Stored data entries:
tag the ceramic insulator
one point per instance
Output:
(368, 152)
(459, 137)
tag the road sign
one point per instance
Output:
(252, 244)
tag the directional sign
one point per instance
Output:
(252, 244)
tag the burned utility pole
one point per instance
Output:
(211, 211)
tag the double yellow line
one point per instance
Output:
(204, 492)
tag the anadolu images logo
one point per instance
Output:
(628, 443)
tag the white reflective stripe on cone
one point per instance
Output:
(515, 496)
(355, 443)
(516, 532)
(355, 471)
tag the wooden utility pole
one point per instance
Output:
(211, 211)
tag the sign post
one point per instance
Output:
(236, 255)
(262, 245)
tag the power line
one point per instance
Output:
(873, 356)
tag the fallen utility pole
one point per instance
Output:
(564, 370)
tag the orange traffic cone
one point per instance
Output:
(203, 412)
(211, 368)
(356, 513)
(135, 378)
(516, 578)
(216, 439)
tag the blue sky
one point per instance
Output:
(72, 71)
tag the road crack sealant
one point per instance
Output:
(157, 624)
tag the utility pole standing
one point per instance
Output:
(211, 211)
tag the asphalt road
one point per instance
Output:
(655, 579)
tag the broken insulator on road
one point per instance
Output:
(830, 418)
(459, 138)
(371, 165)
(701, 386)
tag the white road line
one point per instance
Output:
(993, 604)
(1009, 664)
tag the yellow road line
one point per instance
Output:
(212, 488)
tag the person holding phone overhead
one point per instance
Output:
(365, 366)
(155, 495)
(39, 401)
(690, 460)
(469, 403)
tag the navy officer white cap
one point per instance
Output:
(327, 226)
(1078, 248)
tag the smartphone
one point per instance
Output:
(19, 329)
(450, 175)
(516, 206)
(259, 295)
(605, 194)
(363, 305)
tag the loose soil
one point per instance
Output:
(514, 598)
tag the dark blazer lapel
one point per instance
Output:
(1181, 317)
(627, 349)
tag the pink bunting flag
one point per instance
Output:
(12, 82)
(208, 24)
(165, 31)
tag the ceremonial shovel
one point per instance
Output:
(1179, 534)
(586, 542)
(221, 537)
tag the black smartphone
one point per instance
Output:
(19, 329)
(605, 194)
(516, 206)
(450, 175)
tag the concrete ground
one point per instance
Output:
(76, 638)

TASK ITEM: Reproduce every record above exactly.

OUTPUT OF THE TASK:
tag the ceramic insulator
one point per instance
Output:
(368, 152)
(459, 137)
tag the road sign
one point per instance
Output:
(252, 244)
tag the directional sign
one point per instance
Output:
(252, 244)
tag the burned utility pole
one point per instance
Output:
(211, 211)
tag the double yellow line
one point per instance
Output:
(204, 492)
tag the anadolu images logo
one point per instance
Output:
(628, 443)
tag the white reflective stripe on cone
one point per instance
Output:
(515, 496)
(355, 443)
(516, 532)
(355, 471)
tag the wooden utility pole
one point per instance
Output:
(211, 211)
tag the sign post
one point per instance
Output:
(236, 255)
(262, 245)
tag the power line
one point per instance
Output:
(873, 356)
tag the fallen utility pole
one point per instance
Output:
(564, 370)
tag the orange traffic cone
one point per instance
Output:
(203, 412)
(211, 368)
(356, 513)
(135, 378)
(516, 578)
(216, 439)
tag the blue sky
one point per instance
Output:
(72, 71)
tag the road crack sealant
one point per instance
Output:
(157, 624)
tag the utility pole standing
one point per instance
Output:
(211, 211)
tag the asphalt road
one point per instance
Output:
(655, 579)
tag the broken insulator on road
one point per instance
Output:
(830, 418)
(459, 138)
(371, 165)
(701, 386)
tag the white road line
one point per instance
Output:
(993, 604)
(1009, 664)
tag the yellow road line
one point per instance
Output:
(212, 488)
tag the person holding phone overhead
one point per instance
Output:
(365, 366)
(155, 495)
(39, 401)
(690, 460)
(469, 403)
tag the navy officer white cap
one point per instance
Output:
(327, 226)
(1078, 248)
tag the smartphone
one point per instance
Output:
(19, 329)
(450, 175)
(516, 206)
(259, 295)
(605, 194)
(363, 305)
tag the loose soil
one point per instance
Output:
(514, 598)
tag the dark blazer lapel
one point per instance
Output:
(1181, 317)
(627, 349)
tag the pink bunting flag
one point per instance
Output:
(12, 82)
(208, 24)
(165, 31)
tag the ceremonial shovel
one point per instance
Output:
(1179, 534)
(586, 542)
(221, 537)
tag the black smartphone
one point per instance
Output:
(19, 329)
(605, 194)
(516, 206)
(450, 175)
tag the concrete ground
one point per instance
Output:
(76, 638)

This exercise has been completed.